::: Excerpted passage

# God gave me an answer



## Tim Bailey (Feb 3, 2006)

Funny story. I was having a conversation with god, while I was cleaning up my yard.
I told him I wasn't sure if I would be ready to raise bees again this year. 
I was working in the backyard.
I walked around the side of the house to the front yard, and found a nice swarm of honey bees in the pine tree in front of the house.
I went and got one of my old boxes. Walked over put it underneath the Swarm. Nipped off the branches and laid it on top of my box. They flowed into my box like water.
I am feeling truly blessed. 

BTW: God gave me my answer.


----------



## Graperunner (Mar 13, 2012)

:thumbsup:


----------



## Bees of SC (Apr 12, 2013)

Yes :thumbsup:


----------



## rwlaw (May 4, 2009)

Not saying this in a atheist tone, but maybe the bees gave you the answer.


----------



## Rusty Hills Farm (Mar 24, 2010)

rwlaw said:


> Not saying this in a atheist tone, but maybe the bees gave you the answer.


x2

Rusty


----------



## DaisyNJ (Aug 3, 2015)

rwlaw said:


> Not saying this in a atheist tone, but maybe the bees gave you the answer.


How about we meet in the middle and call it "Bee Gods gave the answer" or "God's Bees gave the answer"  

OP, congratulations and enjoy. Nature is beautiful.


----------



## BuckeyeBeek (Apr 16, 2013)

::::::
::: Data extract

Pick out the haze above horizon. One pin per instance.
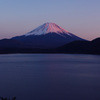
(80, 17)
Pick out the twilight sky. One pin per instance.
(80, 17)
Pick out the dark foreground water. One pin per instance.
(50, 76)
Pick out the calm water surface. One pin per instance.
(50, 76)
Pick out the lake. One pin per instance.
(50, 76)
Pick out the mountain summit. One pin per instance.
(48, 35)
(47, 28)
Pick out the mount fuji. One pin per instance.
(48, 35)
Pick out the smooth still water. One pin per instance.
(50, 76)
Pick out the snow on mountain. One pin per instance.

::::::
::: Data extract

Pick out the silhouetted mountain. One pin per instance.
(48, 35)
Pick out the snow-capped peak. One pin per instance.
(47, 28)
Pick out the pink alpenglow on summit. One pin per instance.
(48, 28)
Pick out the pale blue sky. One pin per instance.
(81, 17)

::::::

**Given task A**
According to the forum thread, where did Tim Bailey find the swarm of honey bees?
**Given task B**
Extract from the forum thread, word for word, the passage from "## Tim Bailey" up to and including "of the house.".
**Given task C**
Decide whether each statement agrees with the forum thread: (i) Tim Bailey put one of his old boxes underneath the swarm. (ii) The bees were slow to move into the box. (iii) DaisyNJ congratulated the original poster. For each, answer yes or no and quote the deciding words from the thread.

**Written solution A**
In the pine tree in front of the house.

**Written solution B**
## Tim Bailey (Feb 3, 2006)

Funny story. I was having a conversation with god, while I was cleaning up my yard.
I told him I wasn't sure if I would be ready to raise bees again this year. 
I was working in the backyard.
I walked around the side of the house to the front yard, and found a nice swarm of honey bees in the pine tree in front of the house.

**Written solution C**
(i) Yes: "I went and got one of my old boxes. Walked over put it underneath the Swarm."
(ii) No: "They flowed into my box like water."
(iii) Yes: "OP, congratulations and enjoy."